Could you print all the entries exactly?

[[ Records provided open ]]

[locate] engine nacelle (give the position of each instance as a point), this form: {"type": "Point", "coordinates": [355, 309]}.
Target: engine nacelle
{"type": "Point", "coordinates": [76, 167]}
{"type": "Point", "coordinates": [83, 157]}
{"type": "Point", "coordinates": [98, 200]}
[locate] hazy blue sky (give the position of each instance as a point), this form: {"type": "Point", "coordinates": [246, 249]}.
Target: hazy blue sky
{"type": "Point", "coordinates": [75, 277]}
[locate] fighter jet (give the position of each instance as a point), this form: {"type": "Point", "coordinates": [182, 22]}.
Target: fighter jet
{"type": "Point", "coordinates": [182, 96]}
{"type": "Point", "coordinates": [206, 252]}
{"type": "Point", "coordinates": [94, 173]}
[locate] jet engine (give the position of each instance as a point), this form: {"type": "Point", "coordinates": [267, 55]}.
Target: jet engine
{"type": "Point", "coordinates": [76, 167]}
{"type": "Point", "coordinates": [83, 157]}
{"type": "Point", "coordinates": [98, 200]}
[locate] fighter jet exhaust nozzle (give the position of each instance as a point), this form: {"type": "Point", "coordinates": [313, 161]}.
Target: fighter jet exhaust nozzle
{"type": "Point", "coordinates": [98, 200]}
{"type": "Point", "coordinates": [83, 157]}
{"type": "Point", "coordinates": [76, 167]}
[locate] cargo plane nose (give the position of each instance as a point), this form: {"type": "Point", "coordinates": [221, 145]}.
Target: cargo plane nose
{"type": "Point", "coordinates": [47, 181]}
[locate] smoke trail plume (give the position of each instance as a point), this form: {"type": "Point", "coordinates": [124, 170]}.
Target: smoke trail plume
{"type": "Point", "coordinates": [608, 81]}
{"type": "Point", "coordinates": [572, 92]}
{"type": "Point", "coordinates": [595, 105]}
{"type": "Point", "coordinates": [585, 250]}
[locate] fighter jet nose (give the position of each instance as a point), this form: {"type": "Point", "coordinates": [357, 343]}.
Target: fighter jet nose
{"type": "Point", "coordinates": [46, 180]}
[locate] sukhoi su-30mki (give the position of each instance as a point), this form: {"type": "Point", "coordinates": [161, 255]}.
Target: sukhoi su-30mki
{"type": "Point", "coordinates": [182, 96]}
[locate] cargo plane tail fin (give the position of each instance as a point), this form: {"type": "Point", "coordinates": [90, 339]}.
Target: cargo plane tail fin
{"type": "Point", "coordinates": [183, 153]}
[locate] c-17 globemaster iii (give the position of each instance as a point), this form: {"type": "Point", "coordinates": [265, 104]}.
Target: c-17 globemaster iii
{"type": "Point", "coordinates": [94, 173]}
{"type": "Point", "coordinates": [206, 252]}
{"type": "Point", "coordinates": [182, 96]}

[[ Records provided closed ]]

Task output =>
[locate] engine nacelle (give the position of each instance as a point), this form: {"type": "Point", "coordinates": [355, 309]}.
Target: engine nacelle
{"type": "Point", "coordinates": [76, 167]}
{"type": "Point", "coordinates": [83, 157]}
{"type": "Point", "coordinates": [98, 200]}
[locate] hazy blue sky (give the position of each instance as a point), this form: {"type": "Point", "coordinates": [246, 249]}.
Target: hazy blue sky
{"type": "Point", "coordinates": [75, 277]}
[locate] fighter jet (give the position of each instance as a point), this form: {"type": "Point", "coordinates": [182, 22]}.
Target: fighter jet
{"type": "Point", "coordinates": [182, 96]}
{"type": "Point", "coordinates": [206, 252]}
{"type": "Point", "coordinates": [94, 173]}
[locate] jet engine (give the position of each instance as a point), this form: {"type": "Point", "coordinates": [267, 55]}.
Target: jet engine
{"type": "Point", "coordinates": [76, 167]}
{"type": "Point", "coordinates": [83, 157]}
{"type": "Point", "coordinates": [98, 200]}
[locate] fighter jet exhaust nozzle (give the position of each instance as a point), this form: {"type": "Point", "coordinates": [313, 161]}.
Target: fighter jet exhaust nozzle
{"type": "Point", "coordinates": [98, 200]}
{"type": "Point", "coordinates": [83, 157]}
{"type": "Point", "coordinates": [76, 167]}
[locate] cargo plane nose (give the position of each instance as a point), this form: {"type": "Point", "coordinates": [221, 145]}.
Target: cargo plane nose
{"type": "Point", "coordinates": [47, 181]}
[locate] smoke trail plume (give the position of each instance as a point), this form: {"type": "Point", "coordinates": [124, 170]}.
Target: smoke trail plume
{"type": "Point", "coordinates": [608, 81]}
{"type": "Point", "coordinates": [572, 92]}
{"type": "Point", "coordinates": [595, 105]}
{"type": "Point", "coordinates": [585, 250]}
[locate] fighter jet nose (give the position of each instance as a point), this form: {"type": "Point", "coordinates": [357, 343]}.
Target: fighter jet nose
{"type": "Point", "coordinates": [46, 180]}
[locate] sukhoi su-30mki (give the position of each instance as a point), this form: {"type": "Point", "coordinates": [161, 255]}.
Target: sukhoi su-30mki
{"type": "Point", "coordinates": [182, 96]}
[locate] cargo plane tail fin (give the position of each instance as a point), this form: {"type": "Point", "coordinates": [90, 339]}.
Target: cargo plane tail fin
{"type": "Point", "coordinates": [183, 153]}
[locate] c-17 globemaster iii (give the position of each instance as a point), this form: {"type": "Point", "coordinates": [265, 104]}.
Target: c-17 globemaster iii
{"type": "Point", "coordinates": [94, 173]}
{"type": "Point", "coordinates": [206, 252]}
{"type": "Point", "coordinates": [182, 96]}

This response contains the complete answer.